■ Text extract:
I’m not sure why, but I’ve been resisting routine in my life for a long time, and it’s getting a bit silly now.
There are a whole bunch of things on my 101 in 1001 list that ought to be really easy (and ought to be done by now), but which are still underway after multiple false starts: “Follow a workout schedule (gym or home) for a month”, “Restart my Zen practice”, “One week. No pop.”, “Eat homemade lunches at work for a week”, “Take a multivitamin every day for a month”, “Floss every day for a month”, “Cook dinner every night for two weeks”, “No clothes on the bedroom floor for two weeks”. There’s more, but you get the idea.
The reason that I have to add simple things like that to my 101 list — and the reason I haven’t checked them off yet — is that I’m way too resistant to routine for my own good. For example, a couple days per week I’ll get annoyed and/or end up running late in the morning because I can’t decide what to wear, or something I planned on wearing needs ironing or is in the laundry. Yet do I take ten minutes to plan the night before what I’m going to wear the next day? No. Sometimes I even think of doing it, but I still don’t.

■ Your goal:
According to the post on resisting routine, what does the writer not take ten minutes to do the night before? The material has no role in this exercise.

■ Supplied data:

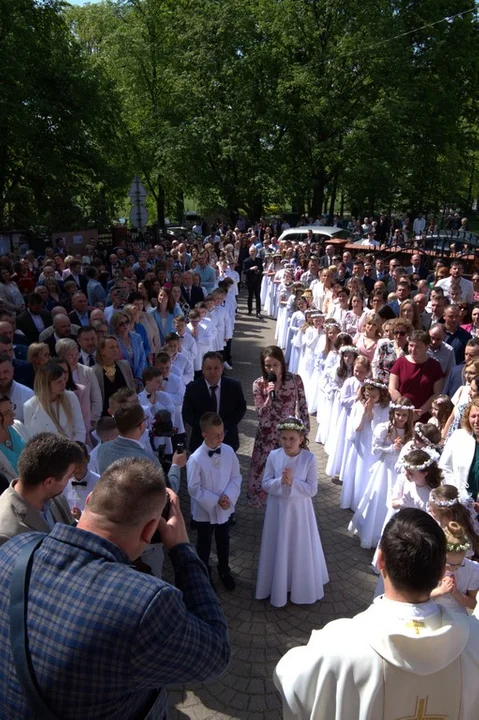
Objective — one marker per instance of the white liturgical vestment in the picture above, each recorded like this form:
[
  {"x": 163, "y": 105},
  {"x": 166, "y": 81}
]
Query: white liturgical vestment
[{"x": 395, "y": 661}]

■ Response:
Plan what to wear the next day.